WHAT TO PRODUCE
In the cookie recipe, what tool is used to smash the block of dark cooking chocolate?

Begin QUOTED PASSAGE

The Boy's favourite cookies.

These are the cookies that are the way to The Boy’s heart. Every time that I make them for him he gets this far away look in his eyes and lights up like he’s just spotted a litter of kittens.

That’s good, by the way.

This recipe is basically a riff on the Condensed milk chocolate chip cookie recipe I have posted previously. I substitute a few tablespoons of the flour for dutch process cocoa, use chunks instead of chips of chocolate and add a sprinkling of sea salt. It all works.

I shall repeat the recipe with the tweaks in its entirety right here for you though. It will save lots of jumping about – although that may help you to deal with the calories…

It begins with creaming softened butter and caster sugar.

Cream butter and sugar.

Cream butter and sugar.

Then you whip in the condensed milk until combined.

Condensed milk joins the mix.

Condensed milk joins the mix.

Measure out your plain flour, add the cocoa ( I use Dutch process, but you don’t have to) and sift together with the baking powder.

Sift together the flour, cocoa and baking powder.

Sift together the flour, cocoa and baking powder.

Add the lot to your butter mixture and stir well.

That just looks sinful, doesn't it?

That just looks decadent, doesn’t it?

Now, you may choose to use choc chips for this part of the recipe. I use a ‘family-sized’ block of dark cooking chocolate that I have placed in a paper bag and smashed to smithereens with a meat mallet. If you wish to smash things too then you can use whatever heavy implement you have to hand. Enjoy this bit.

Add to the mixing bowl.

Add your chips or chunks of chocolate.

Add your chips or chunks of chocolate.

End QUOTED PASSAGE
Begin DATASET CONTENT

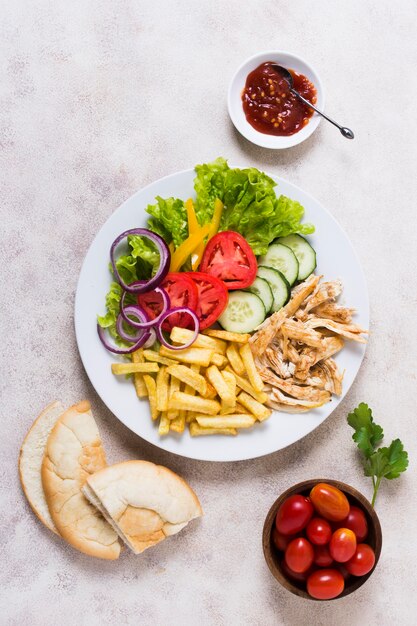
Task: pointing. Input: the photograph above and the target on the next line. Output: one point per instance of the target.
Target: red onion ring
(111, 348)
(164, 257)
(133, 308)
(160, 335)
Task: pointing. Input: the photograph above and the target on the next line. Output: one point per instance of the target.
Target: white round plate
(336, 259)
(237, 85)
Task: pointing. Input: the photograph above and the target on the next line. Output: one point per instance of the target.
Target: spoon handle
(346, 132)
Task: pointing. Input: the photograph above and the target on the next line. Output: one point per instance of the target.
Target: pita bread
(30, 461)
(143, 502)
(73, 452)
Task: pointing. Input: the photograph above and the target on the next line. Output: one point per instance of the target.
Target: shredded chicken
(293, 349)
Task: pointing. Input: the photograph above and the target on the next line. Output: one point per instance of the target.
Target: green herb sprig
(378, 463)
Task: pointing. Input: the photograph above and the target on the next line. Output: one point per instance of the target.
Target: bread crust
(74, 452)
(144, 502)
(30, 461)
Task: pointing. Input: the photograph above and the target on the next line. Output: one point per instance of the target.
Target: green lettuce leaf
(169, 219)
(112, 309)
(209, 184)
(251, 206)
(140, 263)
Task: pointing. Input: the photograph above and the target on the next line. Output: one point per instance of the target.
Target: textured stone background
(99, 99)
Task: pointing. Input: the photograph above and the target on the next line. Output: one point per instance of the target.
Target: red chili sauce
(269, 105)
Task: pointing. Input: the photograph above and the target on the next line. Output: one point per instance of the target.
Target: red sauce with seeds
(269, 105)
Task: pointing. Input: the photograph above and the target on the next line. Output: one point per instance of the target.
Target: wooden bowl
(274, 558)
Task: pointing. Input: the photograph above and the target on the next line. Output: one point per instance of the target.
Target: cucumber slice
(244, 312)
(281, 258)
(304, 252)
(262, 289)
(280, 286)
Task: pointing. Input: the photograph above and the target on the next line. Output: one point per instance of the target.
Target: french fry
(230, 381)
(133, 368)
(151, 355)
(245, 385)
(235, 361)
(174, 386)
(190, 378)
(226, 421)
(251, 371)
(260, 411)
(162, 382)
(197, 356)
(219, 360)
(151, 392)
(182, 335)
(190, 415)
(211, 392)
(141, 391)
(196, 430)
(164, 424)
(238, 408)
(178, 424)
(180, 400)
(227, 336)
(219, 383)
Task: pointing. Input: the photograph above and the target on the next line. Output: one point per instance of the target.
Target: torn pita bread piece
(30, 461)
(74, 452)
(144, 502)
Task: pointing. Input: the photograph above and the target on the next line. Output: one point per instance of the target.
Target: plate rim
(365, 310)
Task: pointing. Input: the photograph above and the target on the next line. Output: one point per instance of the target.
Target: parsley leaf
(367, 434)
(378, 462)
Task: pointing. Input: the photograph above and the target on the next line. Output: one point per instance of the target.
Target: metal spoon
(346, 132)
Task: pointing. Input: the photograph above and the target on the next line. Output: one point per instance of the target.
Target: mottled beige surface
(100, 98)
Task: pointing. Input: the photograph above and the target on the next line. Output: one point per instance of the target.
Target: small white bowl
(234, 99)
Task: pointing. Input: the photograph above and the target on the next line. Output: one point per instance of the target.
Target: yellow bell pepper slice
(193, 224)
(187, 247)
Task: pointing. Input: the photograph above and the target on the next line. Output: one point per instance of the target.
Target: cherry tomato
(212, 298)
(325, 584)
(228, 256)
(322, 556)
(356, 521)
(293, 515)
(299, 555)
(297, 576)
(280, 541)
(319, 531)
(342, 545)
(182, 291)
(362, 561)
(342, 569)
(330, 502)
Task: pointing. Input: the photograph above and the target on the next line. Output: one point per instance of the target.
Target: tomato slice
(212, 297)
(229, 257)
(182, 291)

End DATASET CONTENT

COMPLETED EXERCISE
A meat mallet.